§ PROBLEM STATEMENT
Give back every one of the lines below word for word, but leave the pictures out.

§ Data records
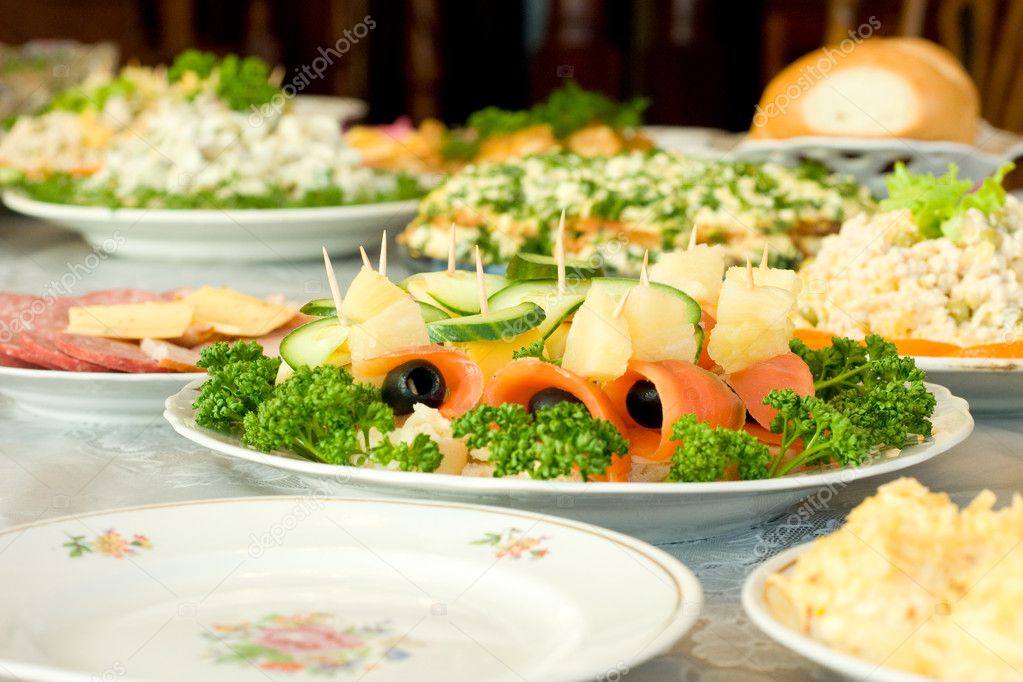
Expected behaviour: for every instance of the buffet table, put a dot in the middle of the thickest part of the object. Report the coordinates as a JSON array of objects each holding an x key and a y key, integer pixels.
[{"x": 51, "y": 468}]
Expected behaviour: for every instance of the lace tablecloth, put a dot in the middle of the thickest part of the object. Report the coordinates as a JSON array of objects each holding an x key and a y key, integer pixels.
[{"x": 54, "y": 468}]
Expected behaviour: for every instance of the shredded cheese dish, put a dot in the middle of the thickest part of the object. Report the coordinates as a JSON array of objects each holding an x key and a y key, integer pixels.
[
  {"x": 915, "y": 583},
  {"x": 879, "y": 275},
  {"x": 621, "y": 206}
]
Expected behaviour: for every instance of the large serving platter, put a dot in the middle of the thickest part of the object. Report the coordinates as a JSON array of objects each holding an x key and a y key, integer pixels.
[
  {"x": 277, "y": 588},
  {"x": 989, "y": 384},
  {"x": 251, "y": 234},
  {"x": 654, "y": 511},
  {"x": 92, "y": 397}
]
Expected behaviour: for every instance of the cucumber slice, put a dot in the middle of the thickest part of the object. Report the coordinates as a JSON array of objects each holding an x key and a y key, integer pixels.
[
  {"x": 432, "y": 313},
  {"x": 313, "y": 343},
  {"x": 558, "y": 313},
  {"x": 324, "y": 308},
  {"x": 618, "y": 286},
  {"x": 535, "y": 266},
  {"x": 319, "y": 308},
  {"x": 456, "y": 291},
  {"x": 543, "y": 292},
  {"x": 497, "y": 325}
]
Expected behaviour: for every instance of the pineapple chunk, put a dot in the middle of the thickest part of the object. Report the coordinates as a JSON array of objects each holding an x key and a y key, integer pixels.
[
  {"x": 369, "y": 294},
  {"x": 783, "y": 279},
  {"x": 752, "y": 325},
  {"x": 697, "y": 271},
  {"x": 396, "y": 328},
  {"x": 598, "y": 345},
  {"x": 659, "y": 326},
  {"x": 492, "y": 355},
  {"x": 556, "y": 342}
]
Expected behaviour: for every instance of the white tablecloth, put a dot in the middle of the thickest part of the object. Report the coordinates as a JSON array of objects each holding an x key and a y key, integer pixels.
[{"x": 54, "y": 468}]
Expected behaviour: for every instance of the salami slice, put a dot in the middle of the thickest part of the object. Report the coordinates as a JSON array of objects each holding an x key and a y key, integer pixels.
[
  {"x": 117, "y": 298},
  {"x": 110, "y": 354},
  {"x": 39, "y": 348},
  {"x": 10, "y": 361}
]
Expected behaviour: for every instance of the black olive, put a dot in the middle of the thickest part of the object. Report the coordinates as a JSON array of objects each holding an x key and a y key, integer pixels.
[
  {"x": 414, "y": 381},
  {"x": 549, "y": 398},
  {"x": 643, "y": 405}
]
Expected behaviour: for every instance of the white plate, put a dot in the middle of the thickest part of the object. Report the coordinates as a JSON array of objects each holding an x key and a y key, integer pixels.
[
  {"x": 869, "y": 160},
  {"x": 282, "y": 588},
  {"x": 254, "y": 234},
  {"x": 345, "y": 109},
  {"x": 989, "y": 384},
  {"x": 96, "y": 397},
  {"x": 655, "y": 511},
  {"x": 761, "y": 616}
]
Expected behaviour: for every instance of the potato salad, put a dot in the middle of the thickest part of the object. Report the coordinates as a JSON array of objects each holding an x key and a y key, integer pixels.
[
  {"x": 204, "y": 133},
  {"x": 896, "y": 275}
]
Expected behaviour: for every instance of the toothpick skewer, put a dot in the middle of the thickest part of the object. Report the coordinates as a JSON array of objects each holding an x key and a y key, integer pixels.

§ OUTPUT FOR THIS EXERCISE
Expected behaviour: for every instance of the buffet table, put a dot in the middle of the thickest part of the object. Report the coordinates as a JSON array of objects each holding an x key and a y key, integer pixels.
[{"x": 51, "y": 468}]
Expected behaviour: for every instance of the lace tablecloth, put a dot in the middle of the thickest part of the object. Report the coordinates as a JSON array of objects each holding an x key and a y key, integer pixels.
[{"x": 54, "y": 468}]
Expected behaviour: for every instance of the shredded cheese dish, put a dot in the middle of the thickest part of the object. Report the coordinates as a JSON array of objects each holding an x key and a y key, integer pixels.
[
  {"x": 915, "y": 583},
  {"x": 879, "y": 275},
  {"x": 621, "y": 206}
]
Expected behaviour: for every instance of the large serving platter, put a dot in the middle of the thickest part of the object. Report the coordinates as a JSON array of objects each holding an x key and a y key, integer pixels.
[
  {"x": 277, "y": 588},
  {"x": 989, "y": 384},
  {"x": 251, "y": 234},
  {"x": 654, "y": 511},
  {"x": 92, "y": 397}
]
Expected behaviour: for every instance of the cucumber slice, put a dot in the middle of the thickest part of the object. Report the coordinates as a JSON array of objects each holding an x key and a y key, integer pixels.
[
  {"x": 432, "y": 313},
  {"x": 313, "y": 343},
  {"x": 558, "y": 313},
  {"x": 324, "y": 308},
  {"x": 618, "y": 286},
  {"x": 535, "y": 266},
  {"x": 319, "y": 308},
  {"x": 456, "y": 291},
  {"x": 543, "y": 292},
  {"x": 497, "y": 325}
]
Expected behaviour: for every instance of the pineapple chunk, put a dot in the middle of the thickest part of the object. Report the coordinates as a JSON array of objects each holding an x key and a y key, integer pixels.
[
  {"x": 369, "y": 294},
  {"x": 783, "y": 279},
  {"x": 752, "y": 325},
  {"x": 697, "y": 271},
  {"x": 396, "y": 328},
  {"x": 598, "y": 345},
  {"x": 659, "y": 326},
  {"x": 492, "y": 355},
  {"x": 556, "y": 342}
]
Expected behaviour: for every instance of the white tablecloth, put a dot in the middle of the thickest part of the object. Report the coordinates as a JSON array of objects each holding an x key and a y key, integer pixels.
[{"x": 54, "y": 468}]
Expected behaviour: for every instance of the salami slice, put a dot in the middle of the thickest part of the object. Report the coordinates as a JSON array of objects each holding an x key and a y key, integer pixels.
[
  {"x": 117, "y": 298},
  {"x": 110, "y": 354},
  {"x": 39, "y": 348},
  {"x": 10, "y": 361}
]
Expected behaviour: for every instance of the black olive, put a dot in the middle of the thickest part of the object. Report the coordinates as a JSON array of objects each holding an x key and a y key, integer pixels.
[
  {"x": 414, "y": 381},
  {"x": 549, "y": 398},
  {"x": 643, "y": 405}
]
Expected behaviour: for every instance of the white plate, put a dot in the middle of the thickest part of the object. Report the coordinates as a JSON array of objects each holding an x key and a y key, integer pixels.
[
  {"x": 869, "y": 160},
  {"x": 282, "y": 588},
  {"x": 254, "y": 234},
  {"x": 345, "y": 109},
  {"x": 989, "y": 384},
  {"x": 96, "y": 397},
  {"x": 655, "y": 511},
  {"x": 761, "y": 616}
]
Expected behaviour: for every instance of the potato salad, put a dot in the middle of the thickest part of the object. Report the coordinates as a JSON array of objects each holding an x key and a y key, integer pixels.
[
  {"x": 204, "y": 133},
  {"x": 896, "y": 275}
]
Expected behaviour: for every instance of the toothpick skewer, put a dot in the middle of the thickest part of the object. Report the coordinates as a JSON array of objects each holding an x key and a y key, integer pixels.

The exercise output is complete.